MATERIAL PROVIDED:
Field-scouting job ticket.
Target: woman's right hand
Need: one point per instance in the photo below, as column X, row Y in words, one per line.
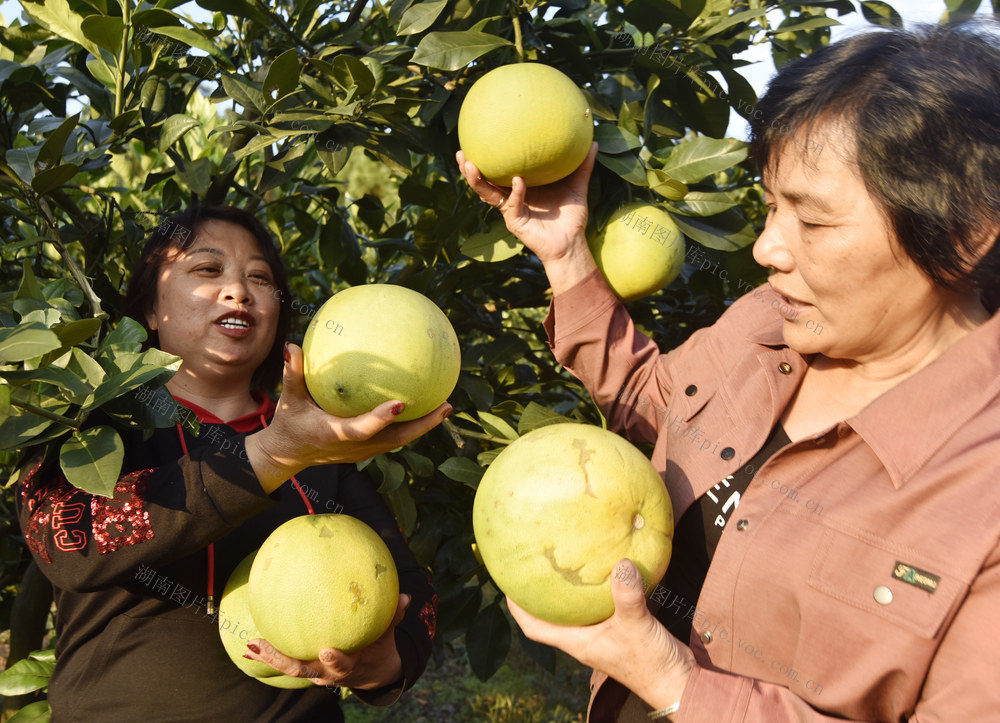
column 550, row 220
column 302, row 435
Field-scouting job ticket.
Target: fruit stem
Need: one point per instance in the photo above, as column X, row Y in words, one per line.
column 518, row 43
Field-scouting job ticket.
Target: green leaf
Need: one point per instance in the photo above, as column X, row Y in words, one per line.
column 52, row 150
column 29, row 287
column 26, row 341
column 726, row 231
column 462, row 469
column 25, row 676
column 244, row 91
column 488, row 641
column 174, row 128
column 37, row 712
column 614, row 139
column 880, row 13
column 92, row 460
column 535, row 416
column 455, row 49
column 57, row 16
column 4, row 403
column 283, row 74
column 693, row 160
column 497, row 426
column 45, row 181
column 626, row 165
column 661, row 182
column 494, row 244
column 419, row 17
column 193, row 39
column 105, row 31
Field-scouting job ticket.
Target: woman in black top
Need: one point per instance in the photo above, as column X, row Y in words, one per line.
column 137, row 577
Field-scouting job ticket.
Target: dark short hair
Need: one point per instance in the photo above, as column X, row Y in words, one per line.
column 177, row 233
column 924, row 107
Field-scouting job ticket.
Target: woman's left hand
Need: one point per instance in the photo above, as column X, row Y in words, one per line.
column 631, row 646
column 372, row 667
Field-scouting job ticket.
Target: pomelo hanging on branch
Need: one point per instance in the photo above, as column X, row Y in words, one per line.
column 528, row 120
column 639, row 250
column 558, row 509
column 370, row 344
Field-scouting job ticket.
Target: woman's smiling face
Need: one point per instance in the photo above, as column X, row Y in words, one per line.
column 216, row 305
column 853, row 291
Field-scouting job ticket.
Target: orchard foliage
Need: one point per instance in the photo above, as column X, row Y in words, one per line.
column 114, row 114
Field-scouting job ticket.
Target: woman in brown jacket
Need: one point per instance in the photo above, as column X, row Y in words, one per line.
column 836, row 554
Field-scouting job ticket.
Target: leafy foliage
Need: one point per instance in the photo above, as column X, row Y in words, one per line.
column 115, row 114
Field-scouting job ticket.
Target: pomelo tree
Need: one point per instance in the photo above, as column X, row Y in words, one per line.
column 335, row 123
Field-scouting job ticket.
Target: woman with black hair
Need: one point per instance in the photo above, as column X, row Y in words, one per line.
column 137, row 577
column 837, row 553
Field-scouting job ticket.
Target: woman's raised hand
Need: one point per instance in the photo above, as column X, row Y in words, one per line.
column 303, row 435
column 550, row 220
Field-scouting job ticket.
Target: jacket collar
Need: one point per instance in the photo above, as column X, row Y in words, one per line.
column 906, row 425
column 247, row 423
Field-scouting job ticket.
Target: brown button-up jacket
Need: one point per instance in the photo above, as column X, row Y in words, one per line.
column 860, row 577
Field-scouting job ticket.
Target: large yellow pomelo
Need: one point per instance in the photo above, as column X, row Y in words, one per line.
column 323, row 581
column 528, row 120
column 640, row 250
column 556, row 511
column 237, row 628
column 370, row 344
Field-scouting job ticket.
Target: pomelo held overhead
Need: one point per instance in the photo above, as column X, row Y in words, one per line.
column 557, row 510
column 371, row 344
column 528, row 120
column 323, row 581
column 237, row 628
column 640, row 250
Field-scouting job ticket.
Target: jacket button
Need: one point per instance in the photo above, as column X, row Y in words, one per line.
column 882, row 595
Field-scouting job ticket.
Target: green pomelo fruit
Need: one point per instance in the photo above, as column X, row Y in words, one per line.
column 323, row 581
column 528, row 120
column 236, row 628
column 557, row 510
column 640, row 250
column 370, row 344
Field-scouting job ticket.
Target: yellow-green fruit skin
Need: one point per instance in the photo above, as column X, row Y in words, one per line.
column 237, row 628
column 528, row 120
column 640, row 250
column 323, row 581
column 557, row 510
column 370, row 344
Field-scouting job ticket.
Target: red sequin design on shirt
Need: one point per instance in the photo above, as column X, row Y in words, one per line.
column 122, row 521
column 428, row 614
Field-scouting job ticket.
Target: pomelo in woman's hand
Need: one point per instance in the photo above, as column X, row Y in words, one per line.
column 370, row 344
column 323, row 581
column 557, row 510
column 237, row 628
column 640, row 250
column 528, row 120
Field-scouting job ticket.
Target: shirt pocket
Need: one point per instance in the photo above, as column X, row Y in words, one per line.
column 863, row 570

TASK DETAILS: Please output every line above word for word, omitting any picture.

RIGHT ANSWER:
Field-scouting job ticket.
Target: woman's right hand
Need: one point per instance in the photo below, as column X, row Y in words, one per line.
column 550, row 220
column 302, row 435
Field-scouting job ticket.
Target: fruit stem
Need: one point per instance in the photo above, as column X, row Y in words, one per line.
column 518, row 43
Field-scouting job ticket.
Target: green leaf
Need: one point per instance in the photo above, as column X, row Y in words, one per line.
column 52, row 150
column 29, row 287
column 26, row 341
column 726, row 231
column 462, row 469
column 25, row 676
column 244, row 91
column 488, row 641
column 174, row 128
column 37, row 712
column 614, row 139
column 880, row 13
column 92, row 460
column 535, row 416
column 455, row 49
column 57, row 16
column 4, row 403
column 283, row 74
column 693, row 160
column 497, row 426
column 45, row 181
column 626, row 165
column 661, row 182
column 494, row 244
column 419, row 17
column 193, row 39
column 105, row 31
Field-scouting job ticket.
Target: woman in black top
Need: one point per instance in the photo above, as column X, row Y in words, one per line.
column 137, row 577
Field-scouting job ticket.
Target: dark short hair
Need: one point per instance in the photo above, as column X, row Y in words, one per line.
column 177, row 233
column 924, row 107
Field-scouting job ticket.
Target: woman's left hand
Need: one point per instance in the photo above, as column X, row Y in words, one per line.
column 631, row 646
column 372, row 667
Field-scouting job ticket.
Target: pomelo hanging on branch
Need: one point per instance in the photo above, as column X, row Y in words, one per line.
column 528, row 120
column 639, row 250
column 558, row 509
column 370, row 344
Field-scouting job ticket.
Target: woman's smiling face
Need: one point per instance in the photo above, as column X, row Y in words, one per line.
column 216, row 305
column 853, row 291
Field-scouting job ticket.
Target: orchard foliage
Need: one point per instance in the photo above, as column X, row Y in words, one per line.
column 114, row 114
Field-scouting job ticket.
Target: woman in brown jacket
Need: one point per instance in the photo above, as column X, row Y in words, one per line.
column 836, row 554
Field-scouting job ticket.
Target: leafy foliage
Need: one point per instance in the photo above, as column X, row Y in words, one per line.
column 115, row 114
Field-scouting job ticket.
Target: pomelo tree
Need: one point per instance in the photo above, as column X, row Y in words, one per line.
column 335, row 123
Field-scouting job ticket.
Target: woman with black hair
Need: one point per instance in the photo above, as column X, row Y in words, one per line.
column 137, row 577
column 837, row 553
Field-scouting job ticket.
Target: woman's raised hand
Need: one point per instance in the photo above, as column X, row Y in words, one per line.
column 303, row 435
column 550, row 220
Field-scouting job ticket.
Target: jacket collar
Need: one point per instance in the photo above, as column X, row Y in words, one per line.
column 906, row 425
column 247, row 423
Field-scouting job ticket.
Target: brown button-up jacket
Need: one point per instance in the photo above, as column X, row Y in words, one per line.
column 860, row 577
Field-scouting job ticket.
Target: large yellow pomelo
Need: one point per instance in the photo above, as column X, row Y in words, one per line.
column 323, row 581
column 528, row 120
column 640, row 250
column 556, row 511
column 237, row 628
column 370, row 344
Field-scouting job ticket.
Target: pomelo held overhead
Need: one point per instance in the photo above, as column X, row Y in words, one per line.
column 557, row 510
column 371, row 344
column 528, row 120
column 323, row 581
column 237, row 628
column 640, row 250
Field-scouting job ticket.
Target: jacket button
Need: one point per instance in the photo above, as column X, row Y in words, one per line.
column 882, row 595
Field-scouting job ticket.
Target: green pomelo fruit
Need: one point per instance in the photo above, as column X, row Y in words, one per line.
column 323, row 581
column 528, row 120
column 236, row 628
column 557, row 510
column 640, row 250
column 370, row 344
Field-scouting job ticket.
Target: yellow-green fruit skin
Need: one point per instance in the photo above, as column X, row Y in words, one per line.
column 237, row 628
column 528, row 120
column 640, row 250
column 323, row 581
column 557, row 510
column 370, row 344
Field-scouting job ticket.
Target: red sequin design on shirt
Need: one point per instance in the photo above, as column X, row Y in words, one per line.
column 122, row 521
column 428, row 614
Field-scouting job ticket.
Target: pomelo in woman's hand
Need: one point per instance in the photo above, as column X, row Y in words, one per line.
column 370, row 344
column 323, row 581
column 557, row 510
column 237, row 628
column 640, row 250
column 528, row 120
Field-scouting job ticket.
Target: shirt pocket
Need: one point per instance in the photo above, as column X, row Y in words, one per line.
column 863, row 570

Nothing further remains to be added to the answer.